Goal of the exercise -> Can you quote the lines below exactly, starting at the line with "Which pixel sits on the red leaf?" and going through the last one?

Records for the exercise ->
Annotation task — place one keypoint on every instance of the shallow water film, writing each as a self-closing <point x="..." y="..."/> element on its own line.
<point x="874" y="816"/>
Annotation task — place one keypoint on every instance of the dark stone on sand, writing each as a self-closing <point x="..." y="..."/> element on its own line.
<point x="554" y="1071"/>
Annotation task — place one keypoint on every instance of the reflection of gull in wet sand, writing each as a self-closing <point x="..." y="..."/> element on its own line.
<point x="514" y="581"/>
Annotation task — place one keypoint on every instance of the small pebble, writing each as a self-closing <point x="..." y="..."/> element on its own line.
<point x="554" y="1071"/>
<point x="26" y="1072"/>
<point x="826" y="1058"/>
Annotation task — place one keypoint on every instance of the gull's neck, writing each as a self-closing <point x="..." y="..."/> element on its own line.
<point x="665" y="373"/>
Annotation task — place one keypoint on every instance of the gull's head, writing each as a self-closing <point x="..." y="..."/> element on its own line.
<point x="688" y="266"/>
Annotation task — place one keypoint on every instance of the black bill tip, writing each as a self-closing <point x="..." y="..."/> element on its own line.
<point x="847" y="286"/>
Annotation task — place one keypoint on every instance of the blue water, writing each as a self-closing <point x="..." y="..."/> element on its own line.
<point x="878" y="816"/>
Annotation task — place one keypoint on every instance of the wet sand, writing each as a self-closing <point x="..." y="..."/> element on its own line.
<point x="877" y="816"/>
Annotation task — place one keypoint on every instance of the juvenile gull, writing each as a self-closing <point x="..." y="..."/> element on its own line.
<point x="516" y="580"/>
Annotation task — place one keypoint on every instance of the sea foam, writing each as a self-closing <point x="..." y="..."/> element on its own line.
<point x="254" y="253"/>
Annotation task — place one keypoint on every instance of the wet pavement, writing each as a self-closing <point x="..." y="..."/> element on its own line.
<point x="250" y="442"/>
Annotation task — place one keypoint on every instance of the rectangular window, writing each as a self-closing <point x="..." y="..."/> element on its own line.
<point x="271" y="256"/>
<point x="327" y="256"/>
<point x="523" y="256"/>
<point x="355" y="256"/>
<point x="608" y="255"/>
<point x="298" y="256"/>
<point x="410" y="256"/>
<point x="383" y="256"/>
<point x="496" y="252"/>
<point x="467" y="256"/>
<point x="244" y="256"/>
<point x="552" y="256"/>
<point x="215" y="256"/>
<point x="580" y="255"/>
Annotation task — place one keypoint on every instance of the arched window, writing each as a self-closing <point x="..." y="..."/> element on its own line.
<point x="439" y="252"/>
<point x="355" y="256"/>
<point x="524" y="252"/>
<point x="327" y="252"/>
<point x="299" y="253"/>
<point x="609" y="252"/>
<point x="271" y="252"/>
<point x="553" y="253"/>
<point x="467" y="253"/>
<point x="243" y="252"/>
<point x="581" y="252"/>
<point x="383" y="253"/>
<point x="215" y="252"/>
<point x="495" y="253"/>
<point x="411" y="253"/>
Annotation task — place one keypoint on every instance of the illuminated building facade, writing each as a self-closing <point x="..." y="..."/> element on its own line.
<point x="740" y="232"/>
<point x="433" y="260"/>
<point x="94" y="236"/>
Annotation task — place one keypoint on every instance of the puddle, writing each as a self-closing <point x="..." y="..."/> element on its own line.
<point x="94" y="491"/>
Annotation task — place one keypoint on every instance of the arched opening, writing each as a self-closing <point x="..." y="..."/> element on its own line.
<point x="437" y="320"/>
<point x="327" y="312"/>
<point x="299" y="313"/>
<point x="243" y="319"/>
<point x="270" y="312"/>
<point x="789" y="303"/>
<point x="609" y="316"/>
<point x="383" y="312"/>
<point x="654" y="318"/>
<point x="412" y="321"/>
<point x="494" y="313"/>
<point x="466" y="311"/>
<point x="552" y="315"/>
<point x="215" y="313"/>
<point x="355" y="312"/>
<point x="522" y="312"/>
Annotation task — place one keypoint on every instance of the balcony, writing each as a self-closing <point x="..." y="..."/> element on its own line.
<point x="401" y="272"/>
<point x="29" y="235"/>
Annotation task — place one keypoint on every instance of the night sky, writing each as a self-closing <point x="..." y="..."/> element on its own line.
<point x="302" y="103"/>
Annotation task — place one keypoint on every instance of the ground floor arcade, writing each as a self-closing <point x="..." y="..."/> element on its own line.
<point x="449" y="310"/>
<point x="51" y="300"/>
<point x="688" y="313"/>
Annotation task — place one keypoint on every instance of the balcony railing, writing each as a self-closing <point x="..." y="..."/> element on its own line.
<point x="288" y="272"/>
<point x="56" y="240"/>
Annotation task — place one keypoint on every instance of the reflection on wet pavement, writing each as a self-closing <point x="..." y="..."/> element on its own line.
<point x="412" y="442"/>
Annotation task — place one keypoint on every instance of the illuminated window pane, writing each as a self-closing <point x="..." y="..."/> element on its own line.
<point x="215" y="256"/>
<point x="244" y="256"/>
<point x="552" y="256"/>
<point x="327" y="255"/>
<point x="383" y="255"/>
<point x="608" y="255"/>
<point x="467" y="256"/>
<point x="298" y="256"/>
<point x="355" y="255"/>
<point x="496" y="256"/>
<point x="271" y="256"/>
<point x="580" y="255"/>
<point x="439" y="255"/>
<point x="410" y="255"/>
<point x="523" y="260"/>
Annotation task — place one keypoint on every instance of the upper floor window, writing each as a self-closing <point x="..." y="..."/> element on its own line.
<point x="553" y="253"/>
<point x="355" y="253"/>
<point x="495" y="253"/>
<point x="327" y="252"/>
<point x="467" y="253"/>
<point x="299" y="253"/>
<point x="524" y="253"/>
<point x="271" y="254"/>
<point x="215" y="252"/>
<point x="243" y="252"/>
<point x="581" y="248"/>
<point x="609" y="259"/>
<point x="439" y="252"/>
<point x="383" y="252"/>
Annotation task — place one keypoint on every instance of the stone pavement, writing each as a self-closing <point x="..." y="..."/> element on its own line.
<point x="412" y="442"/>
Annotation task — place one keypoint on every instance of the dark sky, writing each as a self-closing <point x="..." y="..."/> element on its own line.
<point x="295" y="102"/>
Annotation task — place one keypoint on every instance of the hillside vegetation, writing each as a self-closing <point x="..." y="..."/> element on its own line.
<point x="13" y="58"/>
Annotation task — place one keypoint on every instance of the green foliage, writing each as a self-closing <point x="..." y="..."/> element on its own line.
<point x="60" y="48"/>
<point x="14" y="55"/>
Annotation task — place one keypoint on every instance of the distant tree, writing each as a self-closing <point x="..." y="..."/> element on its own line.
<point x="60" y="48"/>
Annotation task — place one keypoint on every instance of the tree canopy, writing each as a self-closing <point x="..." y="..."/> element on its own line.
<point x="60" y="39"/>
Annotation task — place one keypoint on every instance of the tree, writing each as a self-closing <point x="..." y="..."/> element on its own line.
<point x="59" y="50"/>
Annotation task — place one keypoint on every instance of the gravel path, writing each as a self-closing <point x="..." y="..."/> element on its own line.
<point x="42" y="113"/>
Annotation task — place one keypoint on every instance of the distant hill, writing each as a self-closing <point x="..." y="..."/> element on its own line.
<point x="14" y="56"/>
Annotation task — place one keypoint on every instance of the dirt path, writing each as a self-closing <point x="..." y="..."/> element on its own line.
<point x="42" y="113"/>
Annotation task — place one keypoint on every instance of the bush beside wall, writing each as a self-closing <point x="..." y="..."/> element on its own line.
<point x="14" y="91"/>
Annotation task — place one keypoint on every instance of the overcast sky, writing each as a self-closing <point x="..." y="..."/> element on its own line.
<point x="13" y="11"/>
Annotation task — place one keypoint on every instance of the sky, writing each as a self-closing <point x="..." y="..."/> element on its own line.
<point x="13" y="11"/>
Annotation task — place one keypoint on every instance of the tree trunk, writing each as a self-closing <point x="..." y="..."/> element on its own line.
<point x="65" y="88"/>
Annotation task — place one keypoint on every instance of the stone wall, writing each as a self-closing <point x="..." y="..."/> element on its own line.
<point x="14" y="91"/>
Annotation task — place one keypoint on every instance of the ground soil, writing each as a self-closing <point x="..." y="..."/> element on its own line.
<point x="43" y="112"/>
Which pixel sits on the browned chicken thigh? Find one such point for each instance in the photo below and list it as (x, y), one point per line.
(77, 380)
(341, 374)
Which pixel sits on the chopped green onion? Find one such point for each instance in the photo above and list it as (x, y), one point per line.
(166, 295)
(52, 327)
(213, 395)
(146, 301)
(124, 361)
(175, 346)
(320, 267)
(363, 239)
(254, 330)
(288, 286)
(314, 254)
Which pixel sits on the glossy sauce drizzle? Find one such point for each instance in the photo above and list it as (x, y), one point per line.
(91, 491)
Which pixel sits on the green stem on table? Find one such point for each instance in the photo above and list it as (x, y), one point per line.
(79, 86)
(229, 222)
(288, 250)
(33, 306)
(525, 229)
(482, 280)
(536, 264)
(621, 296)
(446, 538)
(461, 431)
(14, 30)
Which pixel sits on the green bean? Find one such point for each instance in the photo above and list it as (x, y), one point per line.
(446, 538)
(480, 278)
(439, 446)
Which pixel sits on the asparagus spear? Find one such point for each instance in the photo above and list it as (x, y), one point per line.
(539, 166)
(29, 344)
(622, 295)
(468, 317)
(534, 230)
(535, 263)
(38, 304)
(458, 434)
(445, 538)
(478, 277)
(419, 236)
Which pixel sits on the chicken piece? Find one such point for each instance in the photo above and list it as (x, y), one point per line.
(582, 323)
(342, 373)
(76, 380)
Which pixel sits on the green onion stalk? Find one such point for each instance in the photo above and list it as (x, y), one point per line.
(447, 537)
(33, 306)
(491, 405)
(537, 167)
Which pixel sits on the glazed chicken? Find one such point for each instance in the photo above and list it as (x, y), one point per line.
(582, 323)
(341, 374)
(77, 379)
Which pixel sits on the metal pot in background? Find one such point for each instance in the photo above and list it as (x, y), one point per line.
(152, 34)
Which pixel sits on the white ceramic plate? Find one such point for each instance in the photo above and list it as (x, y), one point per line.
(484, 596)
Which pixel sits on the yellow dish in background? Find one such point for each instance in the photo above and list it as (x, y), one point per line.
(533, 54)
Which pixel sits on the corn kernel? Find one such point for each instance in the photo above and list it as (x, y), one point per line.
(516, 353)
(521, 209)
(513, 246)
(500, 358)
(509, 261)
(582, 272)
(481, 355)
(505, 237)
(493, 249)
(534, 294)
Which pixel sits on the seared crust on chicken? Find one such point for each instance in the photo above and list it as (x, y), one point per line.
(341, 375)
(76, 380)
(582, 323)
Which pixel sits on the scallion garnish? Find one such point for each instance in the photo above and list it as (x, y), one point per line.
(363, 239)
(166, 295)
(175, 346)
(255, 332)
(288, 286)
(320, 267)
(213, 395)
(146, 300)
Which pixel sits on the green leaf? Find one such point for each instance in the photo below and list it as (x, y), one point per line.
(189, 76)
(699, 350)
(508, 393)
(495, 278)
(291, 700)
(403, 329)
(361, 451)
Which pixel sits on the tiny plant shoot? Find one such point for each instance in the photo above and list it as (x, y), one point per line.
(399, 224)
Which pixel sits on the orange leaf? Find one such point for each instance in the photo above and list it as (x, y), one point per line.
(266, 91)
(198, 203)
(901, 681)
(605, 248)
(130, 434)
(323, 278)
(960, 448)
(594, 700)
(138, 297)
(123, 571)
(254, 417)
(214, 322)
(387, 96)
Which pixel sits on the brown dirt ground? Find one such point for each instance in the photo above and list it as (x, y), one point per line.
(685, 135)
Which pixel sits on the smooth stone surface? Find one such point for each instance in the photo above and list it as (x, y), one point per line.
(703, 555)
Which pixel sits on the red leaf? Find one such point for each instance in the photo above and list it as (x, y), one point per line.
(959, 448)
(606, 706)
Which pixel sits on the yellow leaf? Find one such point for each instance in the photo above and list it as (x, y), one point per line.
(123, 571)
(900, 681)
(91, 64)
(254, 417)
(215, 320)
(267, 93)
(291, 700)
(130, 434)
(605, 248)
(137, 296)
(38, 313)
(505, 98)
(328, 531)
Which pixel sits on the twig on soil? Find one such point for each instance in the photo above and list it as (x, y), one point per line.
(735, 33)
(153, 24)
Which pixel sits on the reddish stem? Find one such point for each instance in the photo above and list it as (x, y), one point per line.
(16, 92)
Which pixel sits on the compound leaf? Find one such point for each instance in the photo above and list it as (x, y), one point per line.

Response to this task ->
Which pixel sits on the red leaf? Find one such point for each instance in the photo above and list it as (x, y), one point per line.
(959, 448)
(606, 706)
Which pixel sits on the yellow leaf? Find one such point for each instance in the photo above and list it as (x, y), one point per line.
(123, 571)
(900, 681)
(91, 64)
(254, 417)
(215, 320)
(267, 93)
(291, 700)
(130, 434)
(605, 248)
(137, 296)
(38, 313)
(505, 98)
(328, 531)
Which pixel sits on the twig on soil? Find one such point for each instance in the photo above and list it as (x, y), one point per line.
(735, 33)
(153, 24)
Which pixel sits on the reddish stem? Find one such point for each instance in the photo above and list it as (x, y), one point per line.
(16, 92)
Which pixel sits on the compound leaf? Find one such point for each instance in the photo above and list it as (x, y), one point per line.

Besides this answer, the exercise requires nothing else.